The free bets are released in stages rather than all at once, expire after 14 days, and the stake isn’t returned with any winnings, which is standard for free bets. The fantasy ticket is the part you won’t find at an ordinary bookmaker: it’s valid on eligible Fanteam fantasy contests, dropping you straight into the product the brand is built around.
That fantasy ticket is what makes the offer worth a second look. Fanteam’s contests run guaranteed prize pools that have reached six figures on big weekends, so the welcome deal is partly an invitation to try the fantasy side rather than just a betting freebie. It’s a fair reflection of what the brand is really about.
Payments, withdrawals and KYC
Deposits cover the usual UK methods: debit cards, PayPal and bank transfer, from a £10 minimum, with no cryptocurrency. Deposits are free and instant. Withdrawals are paid to the registered account holder, processed wherever possible back to the original funding source, with a minimum of £10.
Withdrawals are submitted for payment within five business days once any checks are complete, and in practice often arrive sooner. They’re subject to anti-money-laundering checks and identity verification, and you may be asked to confirm ownership of your withdrawal method, so it’s worth getting verified early to avoid a hold-up on your first payout. There are no maximum withdrawal limits for customers in Britain, and withdrawals can be requested at any time, including while a bonus is active.
On fund protection, Fanteam holds customer money in segregated bank accounts with arrangements to return it to customers in the event of insolvency, which the Gambling Commission rates as Medium protection. That’s a step above the “Not Protected” tier you’ll find at many operators, and a genuine point in its favour.

> Collected data
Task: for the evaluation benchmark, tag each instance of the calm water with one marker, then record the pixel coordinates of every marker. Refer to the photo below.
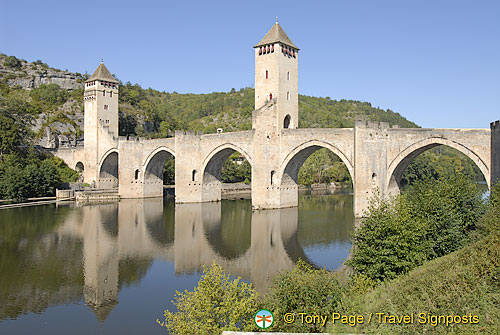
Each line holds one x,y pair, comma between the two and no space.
114,268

> Written exercise
Using the Fanteam text above, answer each of these:
(a) After how many days do the free bets expire?
(b) What is the minimum deposit?
(c) What level of protection does the Gambling Commission give Fanteam's handling of customer money?

> Task response
(a) 14 days
(b) £10
(c) Medium protection